▶ **PROBLEM STATEMENT**: Rewrite the listing below with every "capture" changed to "image" and nothing else altered. Leave out the pictures.
----------------
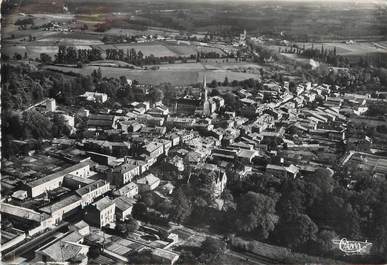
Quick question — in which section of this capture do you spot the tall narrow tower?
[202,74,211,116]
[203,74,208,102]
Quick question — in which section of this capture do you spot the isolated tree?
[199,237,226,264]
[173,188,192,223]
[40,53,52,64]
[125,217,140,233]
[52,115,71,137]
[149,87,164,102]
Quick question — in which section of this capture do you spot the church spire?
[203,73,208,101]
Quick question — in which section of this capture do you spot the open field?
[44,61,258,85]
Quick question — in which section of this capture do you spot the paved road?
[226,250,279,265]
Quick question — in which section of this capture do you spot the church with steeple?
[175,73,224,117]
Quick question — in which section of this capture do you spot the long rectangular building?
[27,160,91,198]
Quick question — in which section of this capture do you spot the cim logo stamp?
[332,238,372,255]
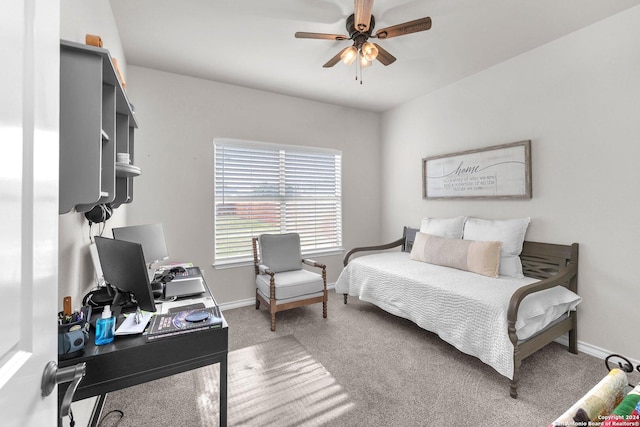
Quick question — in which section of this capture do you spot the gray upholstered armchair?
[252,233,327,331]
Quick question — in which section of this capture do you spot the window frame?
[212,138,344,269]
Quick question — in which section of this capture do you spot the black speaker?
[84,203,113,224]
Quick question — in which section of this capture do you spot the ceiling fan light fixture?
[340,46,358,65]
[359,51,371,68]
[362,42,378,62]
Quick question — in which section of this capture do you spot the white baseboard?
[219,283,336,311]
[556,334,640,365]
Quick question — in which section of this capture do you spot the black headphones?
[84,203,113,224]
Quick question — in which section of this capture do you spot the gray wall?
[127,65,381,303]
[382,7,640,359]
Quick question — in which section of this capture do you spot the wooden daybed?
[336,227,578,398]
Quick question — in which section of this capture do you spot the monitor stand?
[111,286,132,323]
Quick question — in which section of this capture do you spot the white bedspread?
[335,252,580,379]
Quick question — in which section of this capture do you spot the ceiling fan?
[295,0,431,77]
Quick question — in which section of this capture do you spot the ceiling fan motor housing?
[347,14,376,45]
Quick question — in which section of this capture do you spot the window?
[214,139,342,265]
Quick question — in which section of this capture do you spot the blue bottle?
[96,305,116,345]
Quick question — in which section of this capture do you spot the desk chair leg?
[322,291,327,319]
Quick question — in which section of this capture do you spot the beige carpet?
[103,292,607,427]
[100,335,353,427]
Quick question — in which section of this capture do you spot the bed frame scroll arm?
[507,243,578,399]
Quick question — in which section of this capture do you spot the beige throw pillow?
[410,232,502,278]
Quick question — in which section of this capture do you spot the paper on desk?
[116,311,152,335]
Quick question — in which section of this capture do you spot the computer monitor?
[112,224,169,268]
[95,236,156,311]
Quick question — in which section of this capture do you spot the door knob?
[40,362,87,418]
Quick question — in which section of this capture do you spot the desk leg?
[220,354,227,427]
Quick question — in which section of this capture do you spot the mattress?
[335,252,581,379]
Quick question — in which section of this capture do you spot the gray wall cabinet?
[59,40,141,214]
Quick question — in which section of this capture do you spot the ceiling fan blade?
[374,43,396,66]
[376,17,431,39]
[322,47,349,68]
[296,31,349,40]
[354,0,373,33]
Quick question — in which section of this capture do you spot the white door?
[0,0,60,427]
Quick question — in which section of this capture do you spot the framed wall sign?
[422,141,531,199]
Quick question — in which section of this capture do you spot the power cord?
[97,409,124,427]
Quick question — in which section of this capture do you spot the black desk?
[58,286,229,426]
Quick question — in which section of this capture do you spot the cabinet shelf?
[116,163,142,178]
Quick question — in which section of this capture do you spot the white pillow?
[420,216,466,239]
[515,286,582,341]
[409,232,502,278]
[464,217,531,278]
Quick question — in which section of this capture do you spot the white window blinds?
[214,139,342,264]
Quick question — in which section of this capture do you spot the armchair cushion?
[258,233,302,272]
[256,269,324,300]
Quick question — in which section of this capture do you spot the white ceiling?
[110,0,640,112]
----------------
▶ **RESULT**:
Quick question — in which section of this image do you spot the tall narrow tower?
[202,74,211,116]
[203,74,208,102]
Quick question — in which section of this image do you spot the isolated tree?
[199,237,226,264]
[173,188,192,223]
[40,53,52,64]
[125,217,140,233]
[52,115,71,137]
[149,87,164,102]
Quick question — in which section of this image do you spot the church spire?
[203,73,208,101]
Quick question — in which section of this image do you spot the open field?
[44,61,258,85]
Quick question — in which section of this image do you spot the paved road?
[226,250,279,265]
Quick question — in which section of this image do you spot the church with steeple?
[175,73,224,117]
Quick question — in which section of this image do you spot the long rectangular building?
[27,160,91,198]
Quick question — in which section of this image do you spot the cim logo stamp?
[332,238,372,255]
Quick question — in which section of this image do you spot the gray upholstered armchair?
[252,233,327,331]
Quick question — in which section of this image do you spot the window frame?
[212,138,344,269]
Quick question — in which section of this image do you spot the black speaker?
[84,203,113,224]
Quick question — in which section of this image do you spot the ceiling fan light fixture?
[340,46,358,65]
[359,51,371,68]
[362,42,378,62]
Quick question — in which section of this image do you spot the white baseboard?
[219,283,336,311]
[556,334,640,365]
Quick question — in which section of this image do you spot the black headphones?
[84,203,113,224]
Quick question — in which section of this image do you spot the gray wall?
[127,65,381,303]
[382,7,640,359]
Quick question — in which section of this image do you spot the wooden daybed?
[336,227,578,398]
Quick question — in which section of this image do you spot the monitor stand?
[111,286,132,323]
Quick question — in which section of this image do you spot the white bedspread?
[335,252,580,379]
Quick question — in which section of this image do you spot the ceiling fan?
[295,0,431,77]
Quick question — in which section of this image do you spot the ceiling fan motor housing?
[347,14,376,45]
Quick question — in which section of this image do you spot the window?
[214,139,342,265]
Quick question — in which section of this image do you spot the blue bottle?
[96,305,116,345]
Quick question — in which section of this image do you spot the desk chair leg?
[322,291,327,319]
Quick question — in which section of this image do you spot the beige carpet?
[103,292,607,427]
[100,335,353,427]
Quick question — in which section of this image do you spot the bed frame scroll arm?
[507,243,578,399]
Quick question — in which section of this image do you spot the beige throw pillow?
[410,232,502,278]
Quick question — in which section of this image do you spot the paper on desk?
[116,311,152,335]
Quick question — in which section of this image do you spot the computer monitor?
[112,224,169,268]
[95,236,156,311]
Quick question — in which section of this image do you spot the door knob?
[40,362,87,418]
Quick question — in which section of this image do you spot the desk leg?
[220,354,227,427]
Quick question — in which section of this image do you spot the mattress?
[335,252,581,379]
Quick question — in which section of this image do you spot the gray wall cabinet?
[59,40,141,214]
Quick question — in which section of this image do you spot the ceiling fan blade?
[374,43,396,66]
[376,17,431,39]
[322,47,349,68]
[296,31,349,40]
[354,0,373,33]
Quick question — in which section of this image do you spot the white door?
[0,0,60,427]
Quick question — in which section of this image do you spot the framed wall sign?
[422,141,531,199]
Quick question — in which section of this image do you spot the power cord?
[97,409,124,427]
Quick question — in which section of this image do you spot the black desk?
[58,286,229,426]
Quick question — in which section of this image do you spot the cabinet shelf?
[116,163,142,178]
Quick question — in which section of this image do you spot the white pillow?
[420,216,466,239]
[515,286,582,341]
[409,232,502,278]
[464,217,531,278]
Quick question — in which section of this image do you spot the white window blinds?
[214,139,342,264]
Quick question — in which section of this image do you spot the armchair cushion?
[258,233,302,272]
[256,269,324,300]
Quick question — in which section of this image do you spot the white ceiling?
[110,0,640,112]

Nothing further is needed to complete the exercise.